Поэтому – «голову выше, ногу тверже, здесь вам не университет», в атмосфере страха и формализма. И быть может, что для своих задач эта система была правильной и единственно целесообразной. Помню яркие моменты, когда непривычные слова и вещи царапали почти физическим ощущением какого-то беспорядка, неправильности, противоестественности и бездушности. Например, при разборе винтовки нам объясняли устройство штыка и задали вопрос: зачем у штыка имеются выемки, или «долы», и кощунством прозвучало объяснение:
– Для того, чтобы легче стекать крови.

**ТРЕБОВАНИЯ**.
Перепишите весь отрывок о военной учебе слово в слово, ничего не меняя. Записи здесь никакой роли не играют.

**СТРОКИ ДАННЫХ**.

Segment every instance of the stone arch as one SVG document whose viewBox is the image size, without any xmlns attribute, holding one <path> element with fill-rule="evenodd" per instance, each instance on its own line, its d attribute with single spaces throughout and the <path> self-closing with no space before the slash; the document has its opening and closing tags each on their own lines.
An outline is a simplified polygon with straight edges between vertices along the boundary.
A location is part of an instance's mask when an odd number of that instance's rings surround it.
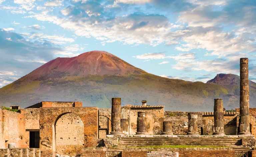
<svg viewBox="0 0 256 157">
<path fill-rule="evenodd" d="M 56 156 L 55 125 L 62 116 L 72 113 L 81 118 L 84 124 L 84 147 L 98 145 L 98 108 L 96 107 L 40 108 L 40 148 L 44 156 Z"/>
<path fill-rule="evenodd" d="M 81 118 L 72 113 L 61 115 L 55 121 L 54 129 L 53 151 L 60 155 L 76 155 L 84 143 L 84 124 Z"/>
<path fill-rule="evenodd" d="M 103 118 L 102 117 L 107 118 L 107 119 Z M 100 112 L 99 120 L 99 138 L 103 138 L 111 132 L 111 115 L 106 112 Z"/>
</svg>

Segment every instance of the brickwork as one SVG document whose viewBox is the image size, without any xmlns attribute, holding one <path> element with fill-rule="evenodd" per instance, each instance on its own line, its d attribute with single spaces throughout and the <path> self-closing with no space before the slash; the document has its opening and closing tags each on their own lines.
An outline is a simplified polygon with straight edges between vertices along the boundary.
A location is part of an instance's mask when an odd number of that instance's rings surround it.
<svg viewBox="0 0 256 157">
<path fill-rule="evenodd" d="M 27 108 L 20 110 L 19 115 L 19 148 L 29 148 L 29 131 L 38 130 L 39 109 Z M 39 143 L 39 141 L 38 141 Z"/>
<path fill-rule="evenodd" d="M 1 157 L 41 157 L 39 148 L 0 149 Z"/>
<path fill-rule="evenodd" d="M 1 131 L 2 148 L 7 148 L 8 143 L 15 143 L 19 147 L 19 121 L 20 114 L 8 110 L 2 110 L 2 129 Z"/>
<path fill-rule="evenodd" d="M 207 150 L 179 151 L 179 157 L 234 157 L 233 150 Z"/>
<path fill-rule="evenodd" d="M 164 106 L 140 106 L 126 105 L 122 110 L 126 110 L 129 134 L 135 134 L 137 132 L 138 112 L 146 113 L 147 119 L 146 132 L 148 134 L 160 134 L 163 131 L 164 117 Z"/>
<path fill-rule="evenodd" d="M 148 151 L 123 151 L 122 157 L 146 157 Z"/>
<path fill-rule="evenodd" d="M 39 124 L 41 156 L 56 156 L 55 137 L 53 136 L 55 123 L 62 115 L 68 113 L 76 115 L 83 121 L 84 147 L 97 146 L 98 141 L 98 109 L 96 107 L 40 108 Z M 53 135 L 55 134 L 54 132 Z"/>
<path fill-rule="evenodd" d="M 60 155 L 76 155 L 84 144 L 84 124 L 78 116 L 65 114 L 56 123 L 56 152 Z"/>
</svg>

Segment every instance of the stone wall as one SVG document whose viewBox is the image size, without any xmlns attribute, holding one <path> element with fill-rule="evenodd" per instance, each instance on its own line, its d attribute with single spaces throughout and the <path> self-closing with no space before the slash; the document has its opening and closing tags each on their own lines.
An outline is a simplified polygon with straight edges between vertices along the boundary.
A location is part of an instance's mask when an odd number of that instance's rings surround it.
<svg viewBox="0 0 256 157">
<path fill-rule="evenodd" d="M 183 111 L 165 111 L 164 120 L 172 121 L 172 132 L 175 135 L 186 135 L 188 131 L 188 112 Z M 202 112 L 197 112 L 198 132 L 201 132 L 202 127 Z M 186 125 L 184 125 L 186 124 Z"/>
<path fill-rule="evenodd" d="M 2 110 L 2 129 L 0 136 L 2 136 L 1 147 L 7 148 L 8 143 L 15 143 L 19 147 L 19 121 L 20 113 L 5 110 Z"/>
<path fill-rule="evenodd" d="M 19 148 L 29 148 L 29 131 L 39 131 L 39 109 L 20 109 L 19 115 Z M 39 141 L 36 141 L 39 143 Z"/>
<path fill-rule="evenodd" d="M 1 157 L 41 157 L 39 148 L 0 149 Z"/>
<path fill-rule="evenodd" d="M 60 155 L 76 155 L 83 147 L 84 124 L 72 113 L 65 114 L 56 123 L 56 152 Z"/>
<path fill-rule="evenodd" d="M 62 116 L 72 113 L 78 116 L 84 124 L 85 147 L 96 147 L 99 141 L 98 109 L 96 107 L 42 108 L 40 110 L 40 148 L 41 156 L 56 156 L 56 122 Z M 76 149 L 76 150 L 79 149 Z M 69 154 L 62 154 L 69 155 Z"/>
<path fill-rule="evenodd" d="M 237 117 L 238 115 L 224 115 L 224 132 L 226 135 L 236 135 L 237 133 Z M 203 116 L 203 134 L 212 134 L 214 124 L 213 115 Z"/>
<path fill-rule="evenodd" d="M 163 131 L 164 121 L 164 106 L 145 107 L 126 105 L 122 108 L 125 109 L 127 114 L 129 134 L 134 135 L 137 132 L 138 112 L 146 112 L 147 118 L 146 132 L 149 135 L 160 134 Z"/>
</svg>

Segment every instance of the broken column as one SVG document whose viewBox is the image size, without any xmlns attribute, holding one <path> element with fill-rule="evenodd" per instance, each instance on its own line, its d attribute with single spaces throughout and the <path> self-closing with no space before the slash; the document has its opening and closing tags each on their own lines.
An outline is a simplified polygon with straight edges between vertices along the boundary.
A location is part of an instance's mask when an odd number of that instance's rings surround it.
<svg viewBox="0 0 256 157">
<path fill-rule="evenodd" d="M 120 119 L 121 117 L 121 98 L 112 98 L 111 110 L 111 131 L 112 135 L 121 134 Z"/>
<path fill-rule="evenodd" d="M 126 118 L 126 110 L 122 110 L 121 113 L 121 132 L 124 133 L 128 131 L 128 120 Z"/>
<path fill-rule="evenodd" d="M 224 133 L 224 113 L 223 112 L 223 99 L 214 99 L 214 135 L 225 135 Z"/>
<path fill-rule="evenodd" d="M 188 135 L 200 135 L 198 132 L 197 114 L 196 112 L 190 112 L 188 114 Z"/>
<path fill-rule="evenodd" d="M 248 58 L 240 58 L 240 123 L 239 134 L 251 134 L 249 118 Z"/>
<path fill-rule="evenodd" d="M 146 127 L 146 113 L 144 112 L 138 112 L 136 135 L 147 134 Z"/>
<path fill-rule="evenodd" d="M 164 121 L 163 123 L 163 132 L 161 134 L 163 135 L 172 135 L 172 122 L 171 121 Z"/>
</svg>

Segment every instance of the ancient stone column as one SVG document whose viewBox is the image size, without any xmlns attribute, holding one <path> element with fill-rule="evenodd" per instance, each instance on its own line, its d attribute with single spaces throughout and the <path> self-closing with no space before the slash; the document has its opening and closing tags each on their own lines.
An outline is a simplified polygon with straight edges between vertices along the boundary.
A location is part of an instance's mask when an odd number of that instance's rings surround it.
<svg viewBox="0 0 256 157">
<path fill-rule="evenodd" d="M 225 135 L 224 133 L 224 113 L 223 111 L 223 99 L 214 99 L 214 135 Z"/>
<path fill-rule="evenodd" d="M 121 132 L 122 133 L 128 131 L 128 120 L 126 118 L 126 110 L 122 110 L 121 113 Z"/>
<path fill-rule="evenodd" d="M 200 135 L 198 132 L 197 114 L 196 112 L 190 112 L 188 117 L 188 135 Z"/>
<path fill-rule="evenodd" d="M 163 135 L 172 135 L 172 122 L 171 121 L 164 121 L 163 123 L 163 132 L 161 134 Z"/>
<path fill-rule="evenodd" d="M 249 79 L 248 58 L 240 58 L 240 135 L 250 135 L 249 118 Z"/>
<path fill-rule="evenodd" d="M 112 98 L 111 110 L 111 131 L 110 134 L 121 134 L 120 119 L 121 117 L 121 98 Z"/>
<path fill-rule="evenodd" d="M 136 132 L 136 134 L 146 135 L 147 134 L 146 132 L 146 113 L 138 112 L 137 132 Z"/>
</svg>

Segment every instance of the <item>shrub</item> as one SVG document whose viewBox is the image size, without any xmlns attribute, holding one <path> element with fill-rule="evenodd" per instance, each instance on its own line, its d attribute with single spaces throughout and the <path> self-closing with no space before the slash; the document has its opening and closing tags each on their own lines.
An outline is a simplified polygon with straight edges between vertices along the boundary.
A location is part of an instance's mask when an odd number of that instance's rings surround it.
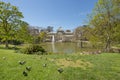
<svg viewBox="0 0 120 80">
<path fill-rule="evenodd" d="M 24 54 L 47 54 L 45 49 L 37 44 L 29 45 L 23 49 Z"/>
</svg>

**РЕШЕНИЕ ЗАДАЧИ**.
Поэтому – «голову выше, ногу тверже, здесь вам не университет», в атмосфере страха и формализма. И быть может, что для своих задач эта система была правильной и единственно целесообразной. Помню яркие моменты, когда непривычные слова и вещи царапали почти физическим ощущением какого-то беспорядка, неправильности, противоестественности и бездушности. Например, при разборе винтовки нам объясняли устройство штыка и задали вопрос: зачем у штыка имеются выемки, или «долы», и кощунством прозвучало объяснение:
– Для того, чтобы легче стекать крови.